Task details: Write out every row below character for character, omitting the pictures.

The records:
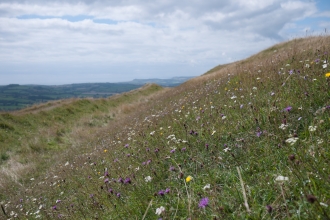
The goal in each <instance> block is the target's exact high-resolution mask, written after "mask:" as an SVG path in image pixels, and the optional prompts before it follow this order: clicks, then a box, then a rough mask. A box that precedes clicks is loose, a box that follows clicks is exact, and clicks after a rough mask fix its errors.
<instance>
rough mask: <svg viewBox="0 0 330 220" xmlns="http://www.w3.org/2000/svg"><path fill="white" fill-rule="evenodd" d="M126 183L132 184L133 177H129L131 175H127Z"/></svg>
mask: <svg viewBox="0 0 330 220" xmlns="http://www.w3.org/2000/svg"><path fill="white" fill-rule="evenodd" d="M124 183H125V184H128V183H129V184H131V183H132V181H131V178H129V177H127V178H126V179H125V182H124Z"/></svg>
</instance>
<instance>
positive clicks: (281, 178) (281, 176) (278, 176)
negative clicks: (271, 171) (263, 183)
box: [275, 176, 289, 182]
mask: <svg viewBox="0 0 330 220" xmlns="http://www.w3.org/2000/svg"><path fill="white" fill-rule="evenodd" d="M288 180H289V177H286V176H278V177H276V179H275V181H277V182H284V181H288Z"/></svg>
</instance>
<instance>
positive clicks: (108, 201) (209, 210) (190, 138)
mask: <svg viewBox="0 0 330 220" xmlns="http://www.w3.org/2000/svg"><path fill="white" fill-rule="evenodd" d="M329 52H330V37H329V36H321V37H309V38H303V39H296V40H293V41H290V42H285V43H282V44H278V45H274V46H273V47H271V48H269V49H267V50H265V51H262V52H260V53H259V54H256V55H254V56H252V57H250V58H248V59H246V60H242V61H239V62H236V63H233V64H228V65H224V66H221V67H220V68H215V69H213V70H212V71H210V72H209V73H208V74H205V75H203V76H200V77H197V78H195V79H192V80H190V81H188V82H187V83H185V84H183V85H181V86H179V87H177V88H175V89H172V90H169V91H167V92H163V93H161V94H159V95H157V96H154V99H153V101H152V102H147V103H144V104H143V105H140V106H139V108H137V109H135V110H134V111H130V114H129V115H127V116H126V117H123V118H121V120H118V121H116V122H115V123H114V124H113V125H112V126H111V128H110V127H109V129H107V130H106V131H105V132H102V133H99V134H89V135H88V137H91V136H94V138H91V139H90V140H91V141H90V143H89V144H88V147H85V148H84V149H85V150H84V151H83V152H81V153H79V149H78V150H73V149H72V148H69V149H68V151H66V152H67V153H66V154H61V155H60V156H61V158H60V159H58V162H54V164H53V165H54V166H52V167H50V168H49V170H48V172H47V173H46V174H45V175H42V176H41V175H39V176H38V178H34V179H32V180H30V181H29V182H26V183H24V185H23V186H22V188H16V192H15V193H13V191H12V190H11V189H10V187H8V189H7V191H4V194H5V196H6V198H5V199H4V201H3V205H2V206H3V213H2V215H3V216H5V215H7V217H8V218H9V217H11V216H12V217H14V216H15V215H16V216H18V217H19V218H23V219H24V218H27V219H34V218H43V219H54V218H63V219H157V218H163V219H203V218H204V219H329V218H330V208H329V205H330V184H329V183H330V171H329V167H330V166H329V163H330V161H329V158H330V154H329V144H328V143H329V142H330V141H329V132H330V99H329V98H330V90H329V88H330V78H329V77H327V76H328V75H327V73H328V72H330V71H329V68H330V66H328V61H329ZM91 115H92V113H91ZM91 117H92V116H91ZM72 152H75V153H72ZM34 175H37V172H36V173H34ZM31 178H32V177H31Z"/></svg>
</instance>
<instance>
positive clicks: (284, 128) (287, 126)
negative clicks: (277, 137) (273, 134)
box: [278, 124, 288, 130]
mask: <svg viewBox="0 0 330 220" xmlns="http://www.w3.org/2000/svg"><path fill="white" fill-rule="evenodd" d="M287 127H288V125H286V124H281V125H280V127H278V128H280V129H282V130H285V129H286V128H287Z"/></svg>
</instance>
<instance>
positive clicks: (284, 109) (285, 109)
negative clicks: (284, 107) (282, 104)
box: [284, 106, 292, 112]
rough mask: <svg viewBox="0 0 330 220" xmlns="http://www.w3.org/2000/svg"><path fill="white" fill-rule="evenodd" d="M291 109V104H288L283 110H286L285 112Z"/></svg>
mask: <svg viewBox="0 0 330 220" xmlns="http://www.w3.org/2000/svg"><path fill="white" fill-rule="evenodd" d="M291 109H292V107H291V106H288V107H286V108H285V109H284V110H285V111H287V112H289V111H291Z"/></svg>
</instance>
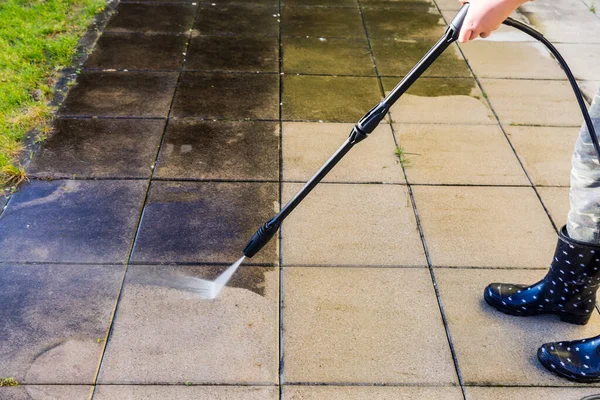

Exercise answer:
The goal in each <instance> block is the target's exact high-resolution mask, written after "mask:" as an SVG path in image pixels, and the optional prompts before it follow this order: clicks, then a box, then a rough mask. A box that precedes clicks is loose, a box that follows clicks is exact, and clicks after a rough mask fix its errors.
<instance>
rough mask: <svg viewBox="0 0 330 220" xmlns="http://www.w3.org/2000/svg"><path fill="white" fill-rule="evenodd" d="M126 183L132 184L133 177H129L131 175H127Z"/></svg>
mask: <svg viewBox="0 0 330 220" xmlns="http://www.w3.org/2000/svg"><path fill="white" fill-rule="evenodd" d="M124 183H125V184H128V183H129V184H131V183H132V181H131V178H129V177H127V178H126V179H125V182H124Z"/></svg>
</instance>
<instance>
positive clicks: (281, 178) (281, 176) (278, 176)
negative clicks: (271, 171) (263, 183)
box: [275, 176, 289, 182]
mask: <svg viewBox="0 0 330 220" xmlns="http://www.w3.org/2000/svg"><path fill="white" fill-rule="evenodd" d="M288 180H289V177H286V176H278V177H276V179H275V181H277V182H284V181H288Z"/></svg>
</instance>
<instance>
positive clicks: (108, 201) (209, 210) (190, 138)
mask: <svg viewBox="0 0 330 220" xmlns="http://www.w3.org/2000/svg"><path fill="white" fill-rule="evenodd" d="M329 52H330V37H329V36H321V37H309V38H303V39H296V40H293V41H290V42H285V43H282V44H278V45H274V46H273V47H271V48H269V49H267V50H265V51H262V52H260V53H259V54H256V55H254V56H252V57H250V58H248V59H246V60H242V61H239V62H236V63H233V64H228V65H224V66H221V67H220V68H215V69H213V70H212V71H210V72H209V73H208V74H205V75H203V76H200V77H197V78H195V79H192V80H190V81H188V82H187V83H185V84H183V85H181V86H179V87H177V88H175V89H172V90H169V91H167V92H163V93H161V94H159V95H157V96H154V99H153V101H152V102H147V103H144V104H143V105H140V106H139V108H137V109H135V110H134V111H130V114H129V115H127V116H126V117H123V118H121V120H118V121H116V122H115V123H114V124H113V125H112V126H111V128H110V127H109V129H107V130H106V131H105V132H102V133H99V134H89V135H88V137H91V136H94V138H91V139H90V140H91V141H90V143H89V144H88V147H85V148H84V149H85V150H84V151H83V152H81V153H79V149H78V150H73V149H72V148H69V149H68V151H66V152H67V153H66V154H61V155H60V156H61V158H60V159H58V162H54V164H53V165H54V166H52V167H50V168H49V170H48V172H47V173H46V174H45V175H42V176H41V175H39V176H38V178H34V179H32V180H30V181H29V182H26V183H24V185H23V186H22V188H16V192H15V193H13V191H12V190H11V189H10V187H8V189H7V191H4V194H5V196H6V198H5V199H4V201H3V205H2V206H3V213H2V215H3V216H5V215H7V217H8V218H9V217H11V216H12V217H14V216H15V215H16V216H18V217H19V218H23V219H24V218H27V219H34V218H43V219H54V218H63V219H157V218H163V219H203V218H204V219H329V218H330V208H329V205H330V184H329V183H330V171H329V167H330V166H329V163H330V161H329V158H330V154H329V144H328V143H329V142H330V141H329V132H330V99H329V98H330V90H329V88H330V78H329V77H327V76H328V75H327V73H328V72H330V71H329V68H330V66H328V61H329ZM91 115H92V113H91ZM91 117H92V116H91ZM72 152H75V153H72ZM34 175H37V172H36V173H34ZM31 178H32V177H31Z"/></svg>
</instance>
<instance>
positive clicks: (284, 128) (287, 126)
negative clicks: (277, 137) (273, 134)
box: [278, 124, 288, 130]
mask: <svg viewBox="0 0 330 220" xmlns="http://www.w3.org/2000/svg"><path fill="white" fill-rule="evenodd" d="M287 127H288V125H286V124H281V125H280V127H278V128H280V129H282V130H285V129H286V128H287Z"/></svg>
</instance>
<instance>
positive clicks: (284, 109) (285, 109)
negative clicks: (284, 107) (282, 104)
box: [284, 106, 292, 112]
rough mask: <svg viewBox="0 0 330 220" xmlns="http://www.w3.org/2000/svg"><path fill="white" fill-rule="evenodd" d="M291 109V104H288L283 110H286L285 112Z"/></svg>
mask: <svg viewBox="0 0 330 220" xmlns="http://www.w3.org/2000/svg"><path fill="white" fill-rule="evenodd" d="M291 109H292V107H291V106H288V107H286V108H285V109H284V110H285V111H287V112H289V111H291Z"/></svg>
</instance>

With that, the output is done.